Your task: Collect every line in the material below that contains the string "suit", and copy each such line in full.

Records from a data source
- - - - - - -

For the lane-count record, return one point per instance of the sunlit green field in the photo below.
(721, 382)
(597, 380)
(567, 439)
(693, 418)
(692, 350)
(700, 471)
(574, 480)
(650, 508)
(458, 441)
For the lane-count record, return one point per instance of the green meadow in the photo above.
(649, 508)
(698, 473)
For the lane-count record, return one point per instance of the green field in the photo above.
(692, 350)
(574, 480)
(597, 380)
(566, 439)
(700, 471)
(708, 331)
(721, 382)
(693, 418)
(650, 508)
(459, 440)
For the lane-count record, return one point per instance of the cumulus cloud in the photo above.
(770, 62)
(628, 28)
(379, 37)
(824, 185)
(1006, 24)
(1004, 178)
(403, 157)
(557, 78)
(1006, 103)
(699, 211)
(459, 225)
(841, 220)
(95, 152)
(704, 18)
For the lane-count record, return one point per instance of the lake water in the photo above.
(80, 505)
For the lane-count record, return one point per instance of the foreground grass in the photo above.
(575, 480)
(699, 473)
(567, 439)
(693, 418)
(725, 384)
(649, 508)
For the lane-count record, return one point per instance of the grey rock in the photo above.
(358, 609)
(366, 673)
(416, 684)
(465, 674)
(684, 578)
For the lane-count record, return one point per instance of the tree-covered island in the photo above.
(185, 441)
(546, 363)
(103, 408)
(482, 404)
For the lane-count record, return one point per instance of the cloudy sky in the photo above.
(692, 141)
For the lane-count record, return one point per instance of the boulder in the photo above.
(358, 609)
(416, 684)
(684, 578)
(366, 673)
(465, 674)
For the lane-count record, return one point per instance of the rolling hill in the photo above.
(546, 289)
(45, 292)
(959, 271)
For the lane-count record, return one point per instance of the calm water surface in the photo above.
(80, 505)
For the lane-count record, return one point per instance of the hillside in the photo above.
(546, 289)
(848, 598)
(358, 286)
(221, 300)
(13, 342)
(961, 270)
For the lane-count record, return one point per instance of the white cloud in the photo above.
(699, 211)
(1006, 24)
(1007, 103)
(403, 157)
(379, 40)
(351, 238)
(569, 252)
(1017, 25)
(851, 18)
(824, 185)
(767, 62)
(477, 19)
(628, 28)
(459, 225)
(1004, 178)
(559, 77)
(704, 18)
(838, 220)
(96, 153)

- - - - - - -

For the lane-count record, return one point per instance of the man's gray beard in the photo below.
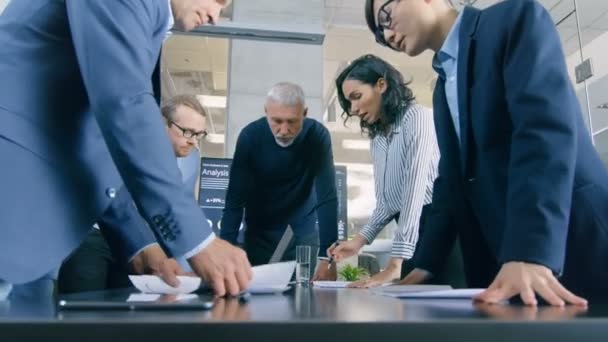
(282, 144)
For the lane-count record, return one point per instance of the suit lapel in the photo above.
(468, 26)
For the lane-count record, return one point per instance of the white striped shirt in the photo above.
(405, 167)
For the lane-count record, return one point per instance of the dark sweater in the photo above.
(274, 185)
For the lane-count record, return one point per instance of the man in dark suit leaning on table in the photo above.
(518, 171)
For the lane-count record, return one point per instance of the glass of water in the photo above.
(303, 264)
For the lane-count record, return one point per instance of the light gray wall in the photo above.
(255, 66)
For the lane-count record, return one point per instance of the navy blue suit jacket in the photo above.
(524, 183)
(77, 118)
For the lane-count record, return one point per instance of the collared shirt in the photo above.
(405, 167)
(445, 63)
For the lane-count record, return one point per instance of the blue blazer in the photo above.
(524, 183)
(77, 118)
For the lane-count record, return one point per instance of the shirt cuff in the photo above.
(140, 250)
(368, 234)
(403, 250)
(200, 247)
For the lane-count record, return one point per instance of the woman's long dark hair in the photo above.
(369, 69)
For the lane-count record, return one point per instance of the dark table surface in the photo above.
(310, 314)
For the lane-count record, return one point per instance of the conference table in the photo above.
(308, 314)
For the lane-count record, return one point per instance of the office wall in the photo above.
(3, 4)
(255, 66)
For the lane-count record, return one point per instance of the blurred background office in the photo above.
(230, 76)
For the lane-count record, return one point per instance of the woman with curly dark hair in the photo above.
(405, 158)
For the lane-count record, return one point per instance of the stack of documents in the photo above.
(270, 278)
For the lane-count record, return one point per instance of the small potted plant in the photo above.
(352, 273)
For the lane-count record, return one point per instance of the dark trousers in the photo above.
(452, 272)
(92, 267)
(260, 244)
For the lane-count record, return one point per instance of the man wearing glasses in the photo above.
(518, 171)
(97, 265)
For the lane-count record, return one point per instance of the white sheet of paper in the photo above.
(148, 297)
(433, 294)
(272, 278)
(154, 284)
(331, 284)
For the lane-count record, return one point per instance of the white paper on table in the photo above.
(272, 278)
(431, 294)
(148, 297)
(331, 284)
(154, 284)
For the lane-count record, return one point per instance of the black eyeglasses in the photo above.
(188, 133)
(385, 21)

- - - - - - -

Result of the exercise:
For the lane-count record, return one point per instance of the suit lapel in the photo above.
For the lane-count record, return one point per instance of the man in dark suit leaning on table in the photo above.
For the lane-count record, return one point per instance of the navy blue suit jacket in the photo above.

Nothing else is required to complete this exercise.